Text excerpt |

-- Opening Marker --

Accessory Dwelling Units Offer an Equitable and Sustainable Solution to the Housing Crisis

Accessory Dwelling Units Offer an Equitable and Sustainable Solution to the Housing Crisis

Kingston, New York, like many other cities across the country (and across the world), is facing a housing crisis of ever-increasing proportions.

This year, a Housing Action Plan generated by Ulster County, the NY county in which Kingston is located, revealed that nearly one-third of the County’s homeowners and half of its renters live in housing that is unaffordable to them—and that a significant portion of County residents spends more than 50% of their income on housing.

This information did not come as a shock to residents, many of whom are steadily being priced out of their own neighborhoods.

Housing cost is considered ‘unaffordable’ when a family spends between 30-50% of their household income on housing costs. The cost burden is considered severe when the cost rises above 50% of household income. Adapted from the Ulster County Housing Action Plan (2021).

The problem has only been made worse by the Covid-19 pandemic, which has cost many Kingstonians their jobs and is attracting wealthy NYC residents in search of an escape from the crowded City. As housing prices continue to rise and wages remain stagnant, local policymakers and activists are scrambling to find solutions to the worsening crisis.


Accessory dwelling units offer an equitable and sustainable solution

In addition to more traditional approaches to expanding the affordable housing supply in Kingston, housing justice activists and policy makers are turning toward alternative solutions. A novel approach that is gaining traction is the promotion of accessory dwelling units (ADUs), also called accessory apartments, which are secondary dwellings on the same property of a single-family home (either detached or attached).

-- Closing Marker --

Work request |
Reproduce the passage from the housing crisis text word for word, starting at "In addition to" and ending at "detached or attached).". The listing that follows is taken from a different source and has no connection to the text above.

Exercise data |
-- Opening Marker --

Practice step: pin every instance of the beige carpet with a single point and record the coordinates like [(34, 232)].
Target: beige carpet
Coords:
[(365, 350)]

-- Closing Marker --

Answer to this problem |
In addition to more traditional approaches to expanding the affordable housing supply in Kingston, housing justice activists and policy makers are turning toward alternative solutions. A novel approach that is gaining traction is the promotion of accessory dwelling units (ADUs), also called accessory apartments, which are secondary dwellings on the same property of a single-family home (either detached or attached).